Qu'est-ce qui change à chaque fois? Les moyens, bien sûr. Et surtout, la façon de considérer les choses, qui est toujours nouvelle. Ainsi, et c'était le but que nous nous donnions en prenant ces exemples, il est indéniable que la reprise, l'imitation, qui est source d'inspiration, est à l'origine de l'innovation.

 

2.3 La double articulation: potentialité du langage.

 

Sans nous y attarder, rappelons toutefois ce que nous devons tout à la fois à André Martinet et Ferdinand de Saussure, ainsi qu'un petit nombre d'autres linguistes: notre langue est caractérisée par un nombre fini de sons, répartis entre voyelles et consonnes. En les assemblant, on obtient des unités, qui peuvent être des unités signifiantes, des morphèmes lexicaux, ou des unités significatives, des morphèmes grammaticaux. Dans son ouvrage Éléments de linguistique générale, André Martinet signale en effet: "Comme tout signe, le monème est une unité à deux faces, une face signifiée, son sens ou sa valeur, et une face signifiante." F. de Saussure dit quant à lui: "( ... ) en matière de langage, l'articulation peut désigner ou bien la subdivision de la chaîne parlée en syllabes, ou bien la subdivision de la chaîne des significations en unités significatives.", Cours de linguistique générale, Introduction, II, p. 26,

 

Que faut-il retenir de ces quelques spécificités du langage? Surtout, que cette double articulation permet la production d'une infinité d'énoncés ! Sans logomachie, on peut donc nier, mais d'un point de vue purement formel, que tout a déjà été dit.

 

Nous poursuivrons donc notre réflexion en considérant un aspect nuancé de l'opinion de La Bruyère: quand il disait que "tout et dit et l'on vient trop tard", il entendait plutôt: "on ne dira rien de plus que ce qui a déjà été dit par d'autres penseurs", non que "toutes les idées ont été formulées", ce qui est impensable, et ce qui, malgré peut-être La Bruyère, est aussi signifié dans ce qu'il dit.
━━━━━━━━━━━━━━━━━━━━━━━━━━━━━━
▶ **Étapes de l'exercice**:
**a)** Pouvez-vous extraire du texte sur la double articulation du langage tout le passage qui va de « Qu'est-ce qui change » jusqu'à « l'origine de l'innovation. » ?
**b)** Pouvez-vous prolonger le texte sur la double articulation du langage à partir de l'endroit où il s'arrête ?

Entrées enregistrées
━━━━━━━━━━━━━━━━━━━━━━━━━━━━━━
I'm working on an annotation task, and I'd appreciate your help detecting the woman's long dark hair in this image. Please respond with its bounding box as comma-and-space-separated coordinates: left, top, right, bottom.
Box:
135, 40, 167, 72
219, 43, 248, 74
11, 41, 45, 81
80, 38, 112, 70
━━━━━━━━━━━━━━━━━━━━━━━━━━━━━━
▶ **Résultats par consigne**:
**a)**
Qu'est-ce qui change à chaque fois? Les moyens, bien sûr. Et surtout, la façon de considérer les choses, qui est toujours nouvelle. Ainsi, et c'était le but que nous nous donnions en prenant ces exemples, il est indéniable que la reprise, l'imitation, qui est source d'inspiration, est à l'origine de l'innovation.

**b)**
 

III) LA CRÉATION LITTÉRAIRE

3.1 Les acquis

 

Pour le Moyen Age, il est difficile de parler de création littéraire. Les acquis sont ambigus, on sait qu'il y a un fond d'origine celtique, une culture folkloriste populaire, mais on n'en attribue l'invention à personne, et s'en inspirer quand on écrit relève de la plus grande légitimité, et de la pure logique. A cette époque, aussi, il est rare que l'écrivain se perçoive comme créateur. Ce serait un blasphème: tout provient de Dieu, et ce que peut seulement ajouter un auteur, c'est son temps, sa patience, son application, et un peu de génie ( qui aussi un don de Dieu ) . C'est ce qu'affirment tout au moins Chrétien de Troyes au début du Chevalier de la Charrette, ou Marie de France au début de ses Lais. Pour cette dernière, le souci n'est pas d'orner un lai, de le "romancer": son unique préoccupation réside dans la tâche qu'elle se donne de préserver par écrit une tradition orale. Elle ne s'attribue aucun mérite, comme aucun auteur, d'ailleurs, dans l'abondante littérature médiévale. On part d'un acquis commun: ce que Dieu accorde. Quand bien même un écrivain ferait preuve d'innovation, ou inventerait, il l'attribuerait le mérite et l'idée à un Etre Suprême, ou pis ne s'en rendrait pas compte du tout. D'invention, donc, on ne parle pas au Moyen Age même si fleurissent des genres de toutes sortes, tels que les chansons de geste, les romans, les poésies lyriques, les élégies...

 

Depuis cette époque, de multiples autres genres se sont ajoutés. On a créé de nouvelles formes, correspondant à de nouvelles choses à dire, sous les formes les plus diverses: les nouvelles, les contes, les romans historiques, d'aventures, de science-fiction, etc, se sont immiscés dans la littérature.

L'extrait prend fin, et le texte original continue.